* **Brief**
The answer is the set of lines that include "shirt", copied from the data below.

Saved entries
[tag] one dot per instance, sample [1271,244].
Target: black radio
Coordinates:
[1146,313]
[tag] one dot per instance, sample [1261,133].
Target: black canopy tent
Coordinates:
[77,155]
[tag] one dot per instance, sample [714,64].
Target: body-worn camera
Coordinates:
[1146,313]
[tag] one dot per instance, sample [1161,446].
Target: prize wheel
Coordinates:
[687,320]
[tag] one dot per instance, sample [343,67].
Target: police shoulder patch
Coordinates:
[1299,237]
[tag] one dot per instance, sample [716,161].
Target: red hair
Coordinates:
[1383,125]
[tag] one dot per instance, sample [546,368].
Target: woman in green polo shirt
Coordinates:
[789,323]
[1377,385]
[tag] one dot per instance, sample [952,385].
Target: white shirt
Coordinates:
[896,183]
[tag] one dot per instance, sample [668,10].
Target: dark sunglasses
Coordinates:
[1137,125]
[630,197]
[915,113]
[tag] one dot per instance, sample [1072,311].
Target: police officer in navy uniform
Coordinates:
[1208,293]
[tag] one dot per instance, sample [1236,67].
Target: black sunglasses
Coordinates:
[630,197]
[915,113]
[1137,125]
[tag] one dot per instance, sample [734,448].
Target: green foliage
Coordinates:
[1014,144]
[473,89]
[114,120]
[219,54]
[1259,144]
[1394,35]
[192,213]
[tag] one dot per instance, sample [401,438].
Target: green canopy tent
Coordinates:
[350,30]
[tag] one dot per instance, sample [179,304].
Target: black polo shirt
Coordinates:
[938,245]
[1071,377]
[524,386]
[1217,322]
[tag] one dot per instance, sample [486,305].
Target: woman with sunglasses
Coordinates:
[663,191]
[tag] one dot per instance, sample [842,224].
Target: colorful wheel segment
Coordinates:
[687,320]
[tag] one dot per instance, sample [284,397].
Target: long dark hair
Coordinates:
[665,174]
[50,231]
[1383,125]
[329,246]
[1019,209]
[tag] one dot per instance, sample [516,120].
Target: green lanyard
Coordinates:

* **Answer to this problem**
Target: woman in green polo shirt
Target: white shirt
Target: black polo shirt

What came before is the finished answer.